> _Teks bacaan_
Saya mengangkat bahu, tersenyum dan melanjutkan pekerjaan
saya.
I
shrugged off, smiled and continued my work.
“Manusia selalu mencari perbaikan”
“Karena perbaikan adalah bagian dari hidup” saya berhenti
untuk berpikir.
“Because
improvement is part of life” I stopped to think.
“Is that so?" Andre took a deep breath.
“Apa sih yang ada dalam diri laki-laki itu yang tidak ada dalam diri saya?” pertanyaan ini mengagetkan saya. Bingung, saya berbalik
untuk menatapnya. Tapi Andre terlihat biasa saja. Nada suaranya pun tidak
menunjukkan tanda bahaya.
“What
does that man has that you don’t find in me?” this question surprised me quite
a lot. Stunned, I turned around to stare at him. But there was no sign of him
feeling upset. Not even in his voice.
“Kita sedang ngobrolin blog saya dan acara tv itu, kok
tiba-tiba jadi meloncat ke pertanyaan seperti itu?” sekuat tenaga saya menjaga
supaya nada suara saya biasa saja karena saat itu hati saya dag-dig-dug karena
bertanya-tanya apa maksud di balik pertanyaan itu “saya kira masalah itu sudah
selesai”
“We
were talking about my blog and that tv program, why asked me that question?” I
tried as best as I could to keep my voice low because the question rang the
bell in me as I wondered what was behind it “I thought we have put the matter behind
us”
Andre menatap saya. Menghela napas. Menepuk pipi saya “saya
tidak bisa berhenti untuk tidak memikirkannya. Apa yang kamu lihat ada dalam
dirinya? Apa yang kamu temui dalam dirinya? Apa yang dia berikan ke kamu? Semua
yang tidak ada pada saya dan yang tidak bisa saya berikan ke kamu. Apa dia
lebih baik dari saya? Apa kamu mencari seorang laki-laki yang lebih baik dari
saya?”
Andre
stared at me. Sighed. Patted my cheek “I can’t stop thinking about it. What do
you see in him? What do you get from him? What does he give you? Everything
that I don’t have and can’t give you? Is he better than me? are you looking for
a better man?”
“Kalian berdua justru punya banyak kesamaan” kata saya beberapa saat
kemudian “tidak ada yang lebih baik karena tiap
manusia punya lebih dan kurangnya”
“The
two of you have lots in common” I said after seeing Andre was sat there in silence
“no one is better than the other because we all have our positive and negative
sides”
Tapi malam itu saya jadi tidur dengan gelisah karena jadi
kepikiran dengan pembicaraan kami.
But
that conversation made me had restless sleep.

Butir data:
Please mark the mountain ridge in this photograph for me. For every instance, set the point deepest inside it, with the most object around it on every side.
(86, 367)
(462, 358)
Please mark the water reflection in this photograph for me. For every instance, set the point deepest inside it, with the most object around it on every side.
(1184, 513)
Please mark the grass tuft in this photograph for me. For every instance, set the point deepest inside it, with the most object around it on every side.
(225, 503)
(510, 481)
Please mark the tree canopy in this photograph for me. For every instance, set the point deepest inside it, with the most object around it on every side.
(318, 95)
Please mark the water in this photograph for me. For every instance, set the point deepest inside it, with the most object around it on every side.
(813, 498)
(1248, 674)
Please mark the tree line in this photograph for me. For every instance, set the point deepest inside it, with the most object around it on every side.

---

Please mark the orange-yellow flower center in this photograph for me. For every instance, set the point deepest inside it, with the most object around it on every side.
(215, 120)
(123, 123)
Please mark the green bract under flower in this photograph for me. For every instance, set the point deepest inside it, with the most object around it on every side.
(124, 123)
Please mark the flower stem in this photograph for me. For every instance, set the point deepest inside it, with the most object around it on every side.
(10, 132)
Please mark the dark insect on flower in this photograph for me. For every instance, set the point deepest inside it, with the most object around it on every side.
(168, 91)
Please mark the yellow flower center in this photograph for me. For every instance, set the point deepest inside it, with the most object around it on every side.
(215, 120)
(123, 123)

> _Tugas yang dikerjakan_
1 > Jawablah pertanyaan berikut tentang cerita percakapan dengan Andre.
(a) Apa yang ditepuk Andre sebelum berkata bahwa ia tidak bisa berhenti memikirkannya?
(b) Mengapa, menurut pencerita, tidak ada yang lebih baik di antara kedua laki-laki itu?
(c) Bagaimana pencerita tidur malam itu?
2 > Apa lanjutan cerita percakapan dengan Andre ini setelah kalimat terakhirnya? Tuliskan.
Data tersebut tidak berperan apa pun di sini.

> _Jawaban tugas_
1 >
(a) Pipi pencerita.
(b) Karena tiap manusia punya lebih dan kurangnya.
(c) Dengan gelisah, karena terus kepikiran pembicaraan mereka.

2 >
Ya, manusia selalu mencari perbaikan. Itu naluri alami.
Mencari perbaikan memberi semangat untuk hidup dan menjadi tujuan yang kuat
tapi kadang juga membuat kita keluar dari jalur ketika kita menjadi terlalu
terobsesi dan ambisi mengejarnya.
Yes,
we all always seek for improvement. It is natural. Looking for improvement can
become life booster and strong motivator but sometimes it can make us over
ridden when we became obsessed by it and turned it into an ambition.
Keinginan untuk mendapatkan perbaikan sempat membuat saya
depresi ketika mendapatkan kenyataan bahwa hal itu tidak berjalan secepat,
selancar dan sedrastis yang saya inginkan, harapkan dan butuhkan.
The
desire to get improvement got me into depression when reality shows that it
does not go as fast, smooth and drastic as I wanted, hoped and needed.
Anehnya dalam hubungan pribadi, saya bisa menerima dan
menjalaninya dengan jauh lebih santai. Saya tidak menuntut Andre untuk selalu
menelpon, chatting, datang ke Bogor dan juga tidak merongrongnya untuk berhenti
merokok (walau tetap tidak bisa menunjukkan kebencian saya pada rokok.. hehe).
Bisa dikatakan saya hampir bisa menerima Andre seperti apa adanya.
Strange
thing is in personal relationship I am more acceptable and relax. I don’t
demand Andre to have always call me, chatting, visit me in Bogor and not even
nagging him to quit smoking (though I don’t hide my hatred for cigarette..
lol). So it can be said that I almost can accept Andre just the way he is.
Ketertarikan saya pada laki-laki lain rasanya lebih banyak
disebabkan oleh ketidakhadiran Andre. Saya kehilangan sosok orang yang penuh
perhatian, lemah lembut, banyak mengalah, mengayomi, melindungi, membela dan
ngemong. Kelebihannya dari Andre tidak terlalu banyak.
My
attraction to other man was more because of Andre’s absence. I miss the figure of
a man who is full of attention, gentle, give me guidance, stand by my side and
looking after me. He is not a whole lot better than Andre.
Saya memang perempuan yang kuat dan mandiri tapi saya
memerlukan sosok lain yang tidak takut menghadapi kemandirian saya, yang bisa
mendinginkan hati saya tanpa memadamkan semangat, cita-cita, harapan, keinginan
atau ambisi saya, yang berdiri menopang saya ketika saya sedang oleng, yang
menjadi rem ketika saya melaju terlalu kencang, yang mampu menjinakkan emosi dan
gairah saya yang masih meletup-letup, yang tidak berkeberatan membiarkan saya
menjadi diri saya. Laki-laki yang membuat saya merasa aman.
I
am a strong and independent woman but I still need a man who does not feel
intimidated by my independentcy, who can cool me down without put my spirit,
life purpose, wishes, will or ambition down, who can support me when I am
loosing my ground, becoming my break when I am going too fast, someone to tame
my emotion and passion, who does not mind to let me stay as myself. A man who
can make me feel safe.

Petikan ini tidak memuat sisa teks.